***** Data supplied
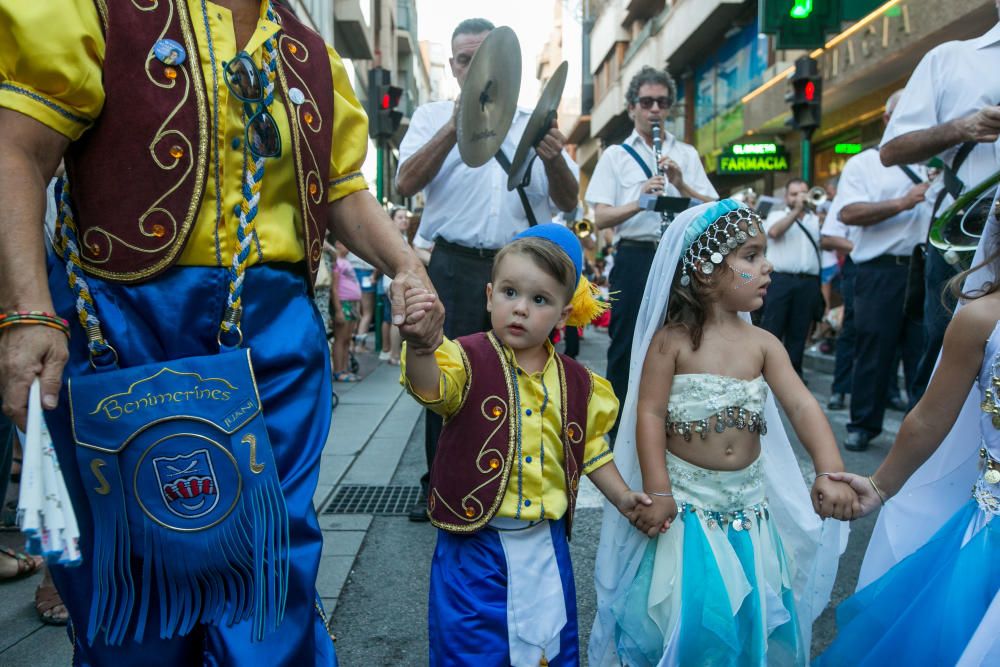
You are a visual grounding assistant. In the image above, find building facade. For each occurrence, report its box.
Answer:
[570,0,997,195]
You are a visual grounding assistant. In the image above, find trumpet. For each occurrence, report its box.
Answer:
[806,185,829,211]
[573,218,594,239]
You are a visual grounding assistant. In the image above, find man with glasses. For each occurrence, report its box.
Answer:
[0,0,443,667]
[586,67,719,436]
[396,18,579,521]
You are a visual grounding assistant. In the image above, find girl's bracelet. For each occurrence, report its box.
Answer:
[868,475,885,505]
[0,310,69,338]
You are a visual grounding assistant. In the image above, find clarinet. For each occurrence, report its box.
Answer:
[653,123,674,236]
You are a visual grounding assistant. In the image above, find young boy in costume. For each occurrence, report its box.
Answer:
[402,224,651,666]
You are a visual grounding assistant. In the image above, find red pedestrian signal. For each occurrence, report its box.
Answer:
[785,56,823,137]
[368,67,403,139]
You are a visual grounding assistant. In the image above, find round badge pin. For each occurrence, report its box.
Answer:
[153,39,187,66]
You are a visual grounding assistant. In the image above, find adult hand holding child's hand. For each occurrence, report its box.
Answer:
[810,473,860,521]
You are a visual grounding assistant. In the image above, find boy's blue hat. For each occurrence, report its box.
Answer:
[514,222,583,280]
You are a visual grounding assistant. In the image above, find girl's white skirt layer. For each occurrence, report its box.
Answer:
[612,452,808,667]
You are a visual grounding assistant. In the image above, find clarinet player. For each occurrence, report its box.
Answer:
[586,67,719,438]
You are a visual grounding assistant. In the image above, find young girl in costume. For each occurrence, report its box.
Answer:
[403,224,651,667]
[590,199,857,667]
[817,223,1000,665]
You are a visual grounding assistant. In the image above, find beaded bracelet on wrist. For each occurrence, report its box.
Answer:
[0,310,69,338]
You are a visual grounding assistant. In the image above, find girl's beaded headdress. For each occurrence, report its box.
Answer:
[680,199,764,287]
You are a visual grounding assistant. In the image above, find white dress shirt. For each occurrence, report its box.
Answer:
[824,148,932,264]
[764,206,819,276]
[396,100,580,249]
[819,211,857,269]
[585,130,719,243]
[882,24,1000,213]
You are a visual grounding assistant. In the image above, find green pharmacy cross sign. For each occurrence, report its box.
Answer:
[718,143,788,174]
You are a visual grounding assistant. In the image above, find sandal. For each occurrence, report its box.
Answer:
[35,584,69,625]
[0,547,45,582]
[10,456,24,485]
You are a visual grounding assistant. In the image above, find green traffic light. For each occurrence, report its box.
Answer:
[788,0,813,19]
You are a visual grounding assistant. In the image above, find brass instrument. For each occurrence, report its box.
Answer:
[573,218,594,239]
[806,185,829,211]
[927,171,1000,269]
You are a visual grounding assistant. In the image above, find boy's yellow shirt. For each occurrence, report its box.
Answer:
[400,338,618,521]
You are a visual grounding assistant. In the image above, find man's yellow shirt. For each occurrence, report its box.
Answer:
[0,0,368,267]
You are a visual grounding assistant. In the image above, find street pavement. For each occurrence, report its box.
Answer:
[331,330,902,666]
[0,330,901,667]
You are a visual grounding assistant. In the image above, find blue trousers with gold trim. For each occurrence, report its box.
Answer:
[46,262,337,667]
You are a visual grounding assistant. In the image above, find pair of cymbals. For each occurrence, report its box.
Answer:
[456,26,568,190]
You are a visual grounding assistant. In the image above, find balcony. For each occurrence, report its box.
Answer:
[396,0,418,59]
[333,0,374,60]
[590,3,629,74]
[590,79,625,137]
[622,0,666,25]
[655,0,744,71]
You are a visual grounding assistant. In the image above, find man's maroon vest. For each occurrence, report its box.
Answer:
[66,0,333,284]
[427,333,593,534]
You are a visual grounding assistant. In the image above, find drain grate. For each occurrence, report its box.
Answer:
[323,484,420,516]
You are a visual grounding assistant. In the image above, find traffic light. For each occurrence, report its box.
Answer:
[368,67,403,139]
[785,56,823,137]
[757,0,840,49]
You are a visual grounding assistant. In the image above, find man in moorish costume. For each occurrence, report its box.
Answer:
[0,0,443,667]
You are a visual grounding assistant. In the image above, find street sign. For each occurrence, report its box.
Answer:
[833,144,861,155]
[718,143,788,174]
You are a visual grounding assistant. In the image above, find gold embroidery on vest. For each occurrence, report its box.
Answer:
[278,33,326,271]
[81,0,208,280]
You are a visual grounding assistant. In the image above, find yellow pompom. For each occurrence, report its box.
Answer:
[566,276,611,327]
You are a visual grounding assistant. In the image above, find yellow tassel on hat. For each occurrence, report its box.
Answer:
[566,276,611,327]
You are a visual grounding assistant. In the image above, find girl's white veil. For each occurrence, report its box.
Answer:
[858,211,998,589]
[588,202,848,666]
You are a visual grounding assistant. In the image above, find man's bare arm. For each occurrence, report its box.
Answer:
[0,109,69,429]
[878,106,1000,167]
[838,183,930,227]
[329,190,444,354]
[536,121,580,211]
[396,109,458,197]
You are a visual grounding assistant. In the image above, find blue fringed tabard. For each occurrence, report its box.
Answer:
[69,350,289,644]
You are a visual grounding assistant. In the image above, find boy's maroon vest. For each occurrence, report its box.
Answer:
[66,0,333,284]
[427,333,593,534]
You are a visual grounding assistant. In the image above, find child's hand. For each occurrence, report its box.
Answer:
[829,472,882,519]
[615,489,653,519]
[811,473,860,521]
[400,287,437,342]
[626,496,677,537]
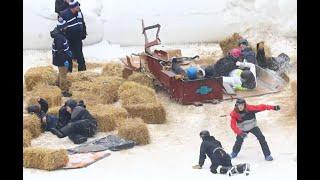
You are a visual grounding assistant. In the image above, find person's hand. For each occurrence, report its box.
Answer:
[192,164,202,169]
[240,132,248,139]
[273,105,280,111]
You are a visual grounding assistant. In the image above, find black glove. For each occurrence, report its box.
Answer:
[240,132,248,139]
[273,105,280,111]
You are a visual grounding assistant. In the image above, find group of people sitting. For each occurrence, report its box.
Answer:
[171,39,289,90]
[27,97,97,144]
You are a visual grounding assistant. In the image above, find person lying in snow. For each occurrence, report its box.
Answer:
[222,61,257,90]
[205,48,241,77]
[192,130,250,176]
[230,98,280,161]
[51,99,97,144]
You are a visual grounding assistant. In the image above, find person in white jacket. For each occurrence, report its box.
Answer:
[222,61,257,91]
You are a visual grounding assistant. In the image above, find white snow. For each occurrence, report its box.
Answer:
[23,0,297,180]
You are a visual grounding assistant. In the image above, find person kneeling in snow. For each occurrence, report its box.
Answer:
[222,61,257,90]
[192,130,250,176]
[230,98,280,161]
[51,99,97,144]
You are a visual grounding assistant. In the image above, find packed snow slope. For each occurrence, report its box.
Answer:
[23,0,297,49]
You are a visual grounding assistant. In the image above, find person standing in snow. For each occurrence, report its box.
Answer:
[238,39,258,65]
[222,61,257,91]
[192,130,250,176]
[230,98,280,161]
[60,0,87,72]
[50,17,72,97]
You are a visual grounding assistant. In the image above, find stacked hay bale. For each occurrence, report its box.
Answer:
[23,114,42,138]
[118,118,150,145]
[119,82,166,124]
[87,104,128,132]
[24,66,58,91]
[23,147,69,171]
[128,73,153,87]
[23,129,32,148]
[102,62,124,77]
[28,84,62,107]
[219,33,242,56]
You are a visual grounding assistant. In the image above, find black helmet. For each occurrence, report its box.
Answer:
[200,130,210,138]
[236,98,246,106]
[238,38,249,46]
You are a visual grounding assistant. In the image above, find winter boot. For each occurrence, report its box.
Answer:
[50,128,66,138]
[265,155,273,161]
[230,152,238,159]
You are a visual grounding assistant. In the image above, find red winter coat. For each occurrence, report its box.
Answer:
[230,104,274,135]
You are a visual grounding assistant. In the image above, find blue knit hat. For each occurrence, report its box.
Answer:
[69,0,80,8]
[57,17,67,29]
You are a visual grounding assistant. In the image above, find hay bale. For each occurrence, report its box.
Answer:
[93,76,124,104]
[128,73,153,88]
[118,118,150,145]
[23,114,42,138]
[23,147,69,171]
[27,84,62,107]
[24,66,58,91]
[48,106,61,116]
[23,129,32,148]
[88,104,128,132]
[123,103,166,124]
[219,33,242,56]
[102,62,124,77]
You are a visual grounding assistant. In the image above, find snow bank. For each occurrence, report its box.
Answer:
[23,0,297,49]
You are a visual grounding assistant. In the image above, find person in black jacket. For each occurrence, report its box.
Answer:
[60,0,87,72]
[50,18,72,97]
[55,0,70,17]
[51,99,97,144]
[193,130,250,176]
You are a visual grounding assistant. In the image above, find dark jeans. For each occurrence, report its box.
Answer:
[232,126,271,156]
[69,38,87,72]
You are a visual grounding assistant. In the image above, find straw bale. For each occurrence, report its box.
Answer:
[28,84,62,107]
[24,66,58,91]
[123,102,166,124]
[128,73,153,88]
[219,33,241,56]
[87,104,128,132]
[23,114,42,138]
[118,118,150,145]
[23,147,69,171]
[23,129,32,148]
[102,62,124,77]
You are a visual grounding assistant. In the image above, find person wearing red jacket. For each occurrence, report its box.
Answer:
[230,98,280,161]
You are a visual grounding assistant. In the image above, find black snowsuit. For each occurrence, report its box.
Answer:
[60,106,97,144]
[205,55,238,77]
[199,136,249,174]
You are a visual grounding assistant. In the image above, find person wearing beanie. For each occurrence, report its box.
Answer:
[51,99,97,144]
[192,130,250,176]
[50,18,72,97]
[60,0,87,72]
[230,98,280,161]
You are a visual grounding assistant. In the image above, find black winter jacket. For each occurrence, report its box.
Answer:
[199,136,222,167]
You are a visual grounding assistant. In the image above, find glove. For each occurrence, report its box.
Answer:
[273,105,280,111]
[240,132,248,139]
[64,60,69,69]
[192,164,202,169]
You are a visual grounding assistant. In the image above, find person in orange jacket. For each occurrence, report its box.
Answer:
[230,98,280,161]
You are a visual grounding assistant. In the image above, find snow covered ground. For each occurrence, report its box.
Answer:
[23,0,297,180]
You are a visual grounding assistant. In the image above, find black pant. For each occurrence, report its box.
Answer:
[69,38,87,72]
[232,126,271,156]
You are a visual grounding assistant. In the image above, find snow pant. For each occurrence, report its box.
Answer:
[57,66,69,92]
[232,126,271,157]
[60,119,97,144]
[69,38,87,72]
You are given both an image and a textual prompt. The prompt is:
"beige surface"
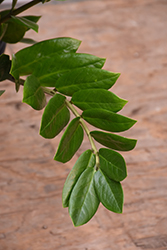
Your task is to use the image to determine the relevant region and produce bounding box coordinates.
[0,0,167,250]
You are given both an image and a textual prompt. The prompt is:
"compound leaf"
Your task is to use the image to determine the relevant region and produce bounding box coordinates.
[56,68,120,96]
[23,75,46,110]
[90,131,137,151]
[82,108,136,132]
[40,94,70,138]
[11,37,81,79]
[69,167,99,226]
[99,148,127,182]
[62,149,96,207]
[54,117,84,163]
[72,89,127,112]
[94,169,123,213]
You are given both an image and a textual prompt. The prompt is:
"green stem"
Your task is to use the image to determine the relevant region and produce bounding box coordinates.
[42,87,100,170]
[9,80,100,171]
[0,0,41,24]
[66,100,100,170]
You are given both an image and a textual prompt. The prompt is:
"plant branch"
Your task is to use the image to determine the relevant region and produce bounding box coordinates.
[0,0,41,24]
[8,76,100,170]
[42,87,100,170]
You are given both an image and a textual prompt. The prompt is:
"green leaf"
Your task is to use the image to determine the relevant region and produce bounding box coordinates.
[72,89,127,112]
[11,16,38,32]
[99,148,127,182]
[20,38,37,44]
[90,131,137,151]
[40,94,70,138]
[54,117,84,163]
[94,169,123,213]
[69,168,99,226]
[2,16,40,43]
[36,53,104,89]
[11,37,81,79]
[62,149,96,207]
[0,54,11,82]
[56,68,120,96]
[82,109,136,132]
[23,75,46,110]
[0,90,5,96]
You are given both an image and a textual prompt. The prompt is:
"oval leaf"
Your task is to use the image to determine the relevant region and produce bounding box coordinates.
[72,89,127,112]
[54,117,84,163]
[94,169,123,213]
[33,53,104,87]
[99,148,127,182]
[56,67,120,96]
[23,75,46,110]
[40,94,70,138]
[62,149,96,207]
[82,109,136,132]
[90,131,137,151]
[69,168,99,226]
[11,37,81,79]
**********
**Objective**
Copy the records exactly, from the beginning through the line containing "[817,223,1000,665]", including that line, and leave out the pictures.

**Task answer**
You are a visual grounding assistant. In the image above, find building facade. For each occurrence, report its box.
Answer:
[570,0,997,195]
You are a visual grounding assistant. In the image above, find trumpet. For each occurrence, report its box.
Answer:
[806,185,829,211]
[573,218,594,239]
You are a visual grounding assistant. In the image above, find man with glasses. For each occurrence, report its box.
Answer:
[0,0,443,667]
[586,67,719,436]
[396,18,579,521]
You are a visual grounding assistant. In the image above, find girl's bracelet. For each occurrence, report its box.
Answer:
[868,475,885,505]
[0,310,69,338]
You are a visual grounding assistant. In the image above, find clarinet. For each occurrence, report its box.
Answer:
[653,123,674,236]
You are a visual grounding assistant. In the image above, find young boy in costume. For each occurrence, report its box.
Answer:
[402,224,651,666]
You are a visual grounding assistant. In the image above, find red pedestrian signal. For each occurrence, report its box.
Answer:
[785,56,823,137]
[368,67,403,139]
You are a visual grounding assistant. In the image above, find round badge pin. For each occurrence, report its box.
Answer:
[153,39,187,66]
You are a visual grounding assistant. In the image above, find adult hand holding child's hand. For each occurrence, report its box.
Answer:
[810,473,860,521]
You are a visual grounding assistant. In the image above, find boy's blue hat. For each occurrence, report its box.
Answer:
[514,222,583,280]
You are a visual grounding assistant. In the image above, find girl's white skirt layer. For each occurrence, report its box.
Answer:
[612,452,808,667]
You are a visual grounding assistant. In the image above, find clarinet player. For each occurrence, report its box.
Answer:
[586,67,719,438]
You are a visual grounding assistant. In the image above, find young girl in costume. For each occurrence, report its box.
Answer:
[403,224,651,667]
[590,199,857,667]
[817,223,1000,665]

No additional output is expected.